═════ SUPPLIED ENTRIES ═════
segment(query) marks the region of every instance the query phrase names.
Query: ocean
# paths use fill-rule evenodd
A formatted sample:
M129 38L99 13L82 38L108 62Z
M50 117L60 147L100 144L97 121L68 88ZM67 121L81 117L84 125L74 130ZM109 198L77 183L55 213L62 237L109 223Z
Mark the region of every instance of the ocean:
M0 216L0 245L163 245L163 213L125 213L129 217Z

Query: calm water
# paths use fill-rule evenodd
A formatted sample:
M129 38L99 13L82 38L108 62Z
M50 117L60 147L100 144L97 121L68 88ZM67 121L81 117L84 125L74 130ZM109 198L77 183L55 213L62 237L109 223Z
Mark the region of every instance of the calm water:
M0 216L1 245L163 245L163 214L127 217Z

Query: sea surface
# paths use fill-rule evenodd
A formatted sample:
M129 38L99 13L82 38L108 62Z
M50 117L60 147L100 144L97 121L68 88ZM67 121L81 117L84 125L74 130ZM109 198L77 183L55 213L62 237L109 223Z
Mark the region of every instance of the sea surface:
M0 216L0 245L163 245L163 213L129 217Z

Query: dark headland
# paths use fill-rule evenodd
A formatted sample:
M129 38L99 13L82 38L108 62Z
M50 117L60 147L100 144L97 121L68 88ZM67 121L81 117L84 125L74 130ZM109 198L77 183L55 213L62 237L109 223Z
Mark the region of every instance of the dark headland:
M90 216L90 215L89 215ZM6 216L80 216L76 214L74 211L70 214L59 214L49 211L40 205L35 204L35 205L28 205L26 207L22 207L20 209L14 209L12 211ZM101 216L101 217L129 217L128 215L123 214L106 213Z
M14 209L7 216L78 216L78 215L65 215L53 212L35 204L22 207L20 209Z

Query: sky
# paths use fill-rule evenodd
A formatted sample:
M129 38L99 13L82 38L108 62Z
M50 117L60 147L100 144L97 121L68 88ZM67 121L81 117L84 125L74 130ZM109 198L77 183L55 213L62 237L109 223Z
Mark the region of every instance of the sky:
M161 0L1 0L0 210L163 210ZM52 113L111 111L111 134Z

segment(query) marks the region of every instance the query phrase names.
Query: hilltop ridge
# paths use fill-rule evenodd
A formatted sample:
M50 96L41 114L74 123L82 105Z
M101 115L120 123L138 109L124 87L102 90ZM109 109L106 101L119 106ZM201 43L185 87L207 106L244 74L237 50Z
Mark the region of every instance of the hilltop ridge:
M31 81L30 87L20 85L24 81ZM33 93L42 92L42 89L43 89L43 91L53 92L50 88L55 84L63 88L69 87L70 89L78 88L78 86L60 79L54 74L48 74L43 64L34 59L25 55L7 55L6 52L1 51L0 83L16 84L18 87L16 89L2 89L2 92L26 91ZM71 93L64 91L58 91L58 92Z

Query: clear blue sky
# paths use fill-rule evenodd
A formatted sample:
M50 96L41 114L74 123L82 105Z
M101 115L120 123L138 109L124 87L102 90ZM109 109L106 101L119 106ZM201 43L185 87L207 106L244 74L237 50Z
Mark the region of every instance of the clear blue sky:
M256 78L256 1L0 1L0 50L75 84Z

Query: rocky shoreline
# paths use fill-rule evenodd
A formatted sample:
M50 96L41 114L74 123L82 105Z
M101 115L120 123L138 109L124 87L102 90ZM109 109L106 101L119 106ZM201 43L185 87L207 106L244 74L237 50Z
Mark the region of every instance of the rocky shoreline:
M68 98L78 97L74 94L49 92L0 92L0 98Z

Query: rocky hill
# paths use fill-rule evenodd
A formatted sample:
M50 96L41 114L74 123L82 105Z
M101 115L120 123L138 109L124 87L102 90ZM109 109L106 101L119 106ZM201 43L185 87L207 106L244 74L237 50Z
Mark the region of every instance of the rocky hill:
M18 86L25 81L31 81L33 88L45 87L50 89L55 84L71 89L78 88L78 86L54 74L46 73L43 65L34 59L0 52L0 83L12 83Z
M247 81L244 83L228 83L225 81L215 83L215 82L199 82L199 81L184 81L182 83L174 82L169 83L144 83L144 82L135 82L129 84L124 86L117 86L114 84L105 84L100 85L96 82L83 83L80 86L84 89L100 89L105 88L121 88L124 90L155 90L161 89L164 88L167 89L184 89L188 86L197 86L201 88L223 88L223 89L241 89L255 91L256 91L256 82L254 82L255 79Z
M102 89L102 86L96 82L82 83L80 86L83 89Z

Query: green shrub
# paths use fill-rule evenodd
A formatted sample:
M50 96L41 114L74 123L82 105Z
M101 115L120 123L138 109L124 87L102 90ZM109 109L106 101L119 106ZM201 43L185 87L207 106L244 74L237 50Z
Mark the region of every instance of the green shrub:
═════
▶ _WHAT NEEDS TO BE DONE_
Copy all of the lines above, character for character, with nothing changed.

▶ _WRITTEN SOLUTION_
segment(query) marks the region of every instance the query phrase names.
Query: ocean
# paths use fill-rule evenodd
A formatted sample:
M129 38L99 13L82 38L108 62Z
M50 117L60 147L100 144L97 121L68 88ZM67 121L81 117L84 125L74 130ZM109 198L77 183L55 213L62 237L109 223Z
Mark the region of every instance of the ocean:
M0 216L0 245L163 245L163 213L125 213L129 217Z

Query: calm water
# paths use fill-rule evenodd
A formatted sample:
M129 38L99 13L82 38L108 62Z
M50 117L60 147L100 144L97 121L68 88ZM67 121L81 117L84 125L74 130ZM109 198L77 183L55 213L62 237L109 223Z
Mark the region of every instance of the calm water:
M0 216L1 245L163 245L163 214L127 217Z

Query: sea surface
# paths use fill-rule evenodd
A formatted sample:
M129 38L99 13L82 38L108 62Z
M50 117L60 147L100 144L97 121L68 88ZM67 121L81 117L84 125L74 130ZM109 198L77 183L55 213L62 237L109 223Z
Mark the region of every instance of the sea surface:
M0 216L0 245L163 245L163 213L129 217Z

Query: dark headland
# paths use fill-rule evenodd
A formatted sample:
M129 38L99 13L82 38L108 62Z
M50 117L60 147L100 144L97 121L68 88ZM67 121L81 117L84 125L74 130ZM109 198L77 183L55 213L62 237L109 223Z
Mark the region of every instance of the dark headland:
M90 216L90 215L89 215ZM6 216L80 216L76 214L74 211L70 214L59 214L49 211L40 205L35 204L35 205L28 205L26 207L22 207L20 209L14 209L12 211ZM101 216L101 217L129 217L128 215L123 214L106 213Z
M14 209L7 216L78 216L78 215L65 215L53 212L35 204L22 207L20 209Z

Query: sky
# paths use fill-rule evenodd
A formatted sample:
M129 38L99 13L82 38L108 62Z
M50 117L60 147L100 144L97 121L68 88ZM67 121L81 117L84 125L74 130ZM109 198L77 183L55 213L62 237L109 223Z
Mark the region of every instance of the sky:
M161 0L1 0L0 210L163 210ZM52 113L111 111L111 134Z

segment(query) marks the region of every instance the query phrase names.
Query: hilltop ridge
# paths use fill-rule evenodd
A formatted sample:
M50 96L41 114L74 123L82 105Z
M101 115L120 123L138 109L124 87L102 90ZM109 109L106 101L119 106ZM201 43L185 87L207 106L244 74L237 50Z
Mark the region of every instance of the hilltop ridge:
M31 81L30 87L20 85L24 81ZM33 93L42 92L42 89L43 89L43 91L53 92L50 88L55 84L63 88L69 87L70 89L78 88L78 86L60 79L54 74L48 74L43 64L34 59L25 55L7 55L6 52L1 51L0 83L16 84L18 87L16 89L2 89L2 92L26 91ZM71 93L64 91L58 91L58 92Z

Query: clear blue sky
# paths use fill-rule evenodd
A formatted sample:
M50 96L41 114L74 123L82 105Z
M101 115L120 123L138 109L124 87L102 90ZM109 109L106 101L119 106ZM201 43L185 87L207 106L244 74L237 50Z
Mark the region of every instance of the clear blue sky:
M256 78L256 1L0 1L0 50L75 84Z

Query: rocky shoreline
# paths use fill-rule evenodd
A formatted sample:
M50 96L41 114L74 123L82 105Z
M101 115L120 123L138 109L124 87L102 90ZM109 109L106 101L119 106ZM201 43L185 87L207 106L244 74L237 50Z
Mark the region of every instance of the rocky shoreline:
M68 98L78 97L74 94L49 92L0 92L0 98Z

Query: rocky hill
# paths use fill-rule evenodd
A formatted sample:
M50 96L41 114L74 123L82 105Z
M101 115L120 123L138 109L124 87L102 90ZM109 109L106 101L119 106ZM201 43L185 87L207 106L244 74L237 50Z
Mark the region of every instance of the rocky hill:
M18 86L25 81L31 81L33 88L45 87L50 89L55 84L71 89L78 88L78 86L54 74L46 73L43 65L34 59L0 52L0 83L12 83Z
M247 81L244 83L228 83L225 81L215 83L215 82L199 82L199 81L184 81L182 83L174 82L169 83L144 83L144 82L135 82L129 84L124 86L117 86L114 84L105 84L100 85L96 82L83 83L80 86L84 89L100 89L105 88L121 88L124 90L155 90L161 89L164 88L167 89L184 89L188 86L197 86L201 88L223 88L223 89L241 89L255 91L256 91L256 82L254 82L255 79Z
M102 89L102 86L96 82L82 83L80 86L83 89Z

Query: green shrub
# paths use fill-rule evenodd
A formatted sample:
M50 96L41 114L74 123L82 105Z
M101 115L120 123L138 109L124 87L102 90ZM109 109L106 101L119 106ZM201 43L185 87L207 106L244 74L237 50Z
Mark the region of every instance of the green shrub:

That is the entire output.